**What to produce:**
Compute how many lines in the data below contain "rising"; answer only with that number.

**Data extracts:**
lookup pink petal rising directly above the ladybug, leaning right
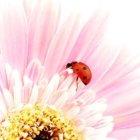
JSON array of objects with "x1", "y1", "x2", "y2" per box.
[{"x1": 69, "y1": 11, "x2": 107, "y2": 61}]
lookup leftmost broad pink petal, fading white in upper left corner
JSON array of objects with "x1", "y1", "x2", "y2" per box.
[{"x1": 0, "y1": 0, "x2": 27, "y2": 72}]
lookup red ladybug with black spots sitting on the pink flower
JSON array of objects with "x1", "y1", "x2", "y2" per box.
[{"x1": 66, "y1": 61, "x2": 92, "y2": 85}]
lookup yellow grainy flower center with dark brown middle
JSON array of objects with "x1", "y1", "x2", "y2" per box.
[{"x1": 0, "y1": 105, "x2": 82, "y2": 140}]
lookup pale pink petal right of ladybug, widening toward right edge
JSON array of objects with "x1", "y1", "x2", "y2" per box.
[{"x1": 95, "y1": 49, "x2": 140, "y2": 93}]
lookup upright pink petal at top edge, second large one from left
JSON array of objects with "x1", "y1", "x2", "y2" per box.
[{"x1": 26, "y1": 0, "x2": 59, "y2": 62}]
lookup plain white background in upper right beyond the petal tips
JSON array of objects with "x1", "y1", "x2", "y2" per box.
[{"x1": 61, "y1": 0, "x2": 140, "y2": 59}]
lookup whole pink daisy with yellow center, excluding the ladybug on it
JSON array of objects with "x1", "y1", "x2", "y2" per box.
[{"x1": 0, "y1": 0, "x2": 139, "y2": 140}]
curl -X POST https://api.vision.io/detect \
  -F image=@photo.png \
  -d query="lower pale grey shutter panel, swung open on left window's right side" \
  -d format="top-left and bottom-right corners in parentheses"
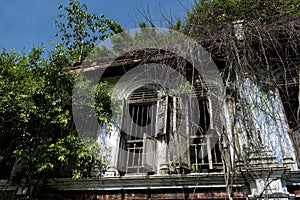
top-left (142, 133), bottom-right (155, 171)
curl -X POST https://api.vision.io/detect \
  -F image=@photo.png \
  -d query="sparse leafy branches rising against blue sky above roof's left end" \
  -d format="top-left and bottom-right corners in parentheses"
top-left (55, 0), bottom-right (123, 64)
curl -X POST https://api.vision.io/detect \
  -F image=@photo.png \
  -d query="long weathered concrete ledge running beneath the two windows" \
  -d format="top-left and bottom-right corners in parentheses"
top-left (46, 173), bottom-right (244, 191)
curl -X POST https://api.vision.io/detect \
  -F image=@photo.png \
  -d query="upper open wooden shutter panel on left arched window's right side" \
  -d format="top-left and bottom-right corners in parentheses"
top-left (155, 97), bottom-right (168, 137)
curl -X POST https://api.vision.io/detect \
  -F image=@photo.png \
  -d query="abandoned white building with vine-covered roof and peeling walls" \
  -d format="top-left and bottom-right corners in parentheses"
top-left (3, 27), bottom-right (300, 200)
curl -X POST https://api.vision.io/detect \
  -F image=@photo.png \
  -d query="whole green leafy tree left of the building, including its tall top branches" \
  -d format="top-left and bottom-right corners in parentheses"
top-left (0, 0), bottom-right (122, 180)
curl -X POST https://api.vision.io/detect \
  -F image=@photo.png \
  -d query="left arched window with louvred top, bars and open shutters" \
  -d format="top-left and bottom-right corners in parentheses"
top-left (118, 85), bottom-right (164, 173)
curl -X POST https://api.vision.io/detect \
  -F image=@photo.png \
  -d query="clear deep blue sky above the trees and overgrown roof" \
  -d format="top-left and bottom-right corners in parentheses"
top-left (0, 0), bottom-right (195, 52)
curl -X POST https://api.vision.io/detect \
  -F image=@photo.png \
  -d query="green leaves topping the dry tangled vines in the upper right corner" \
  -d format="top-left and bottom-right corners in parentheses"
top-left (187, 0), bottom-right (300, 26)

**Result of the exercise:**
2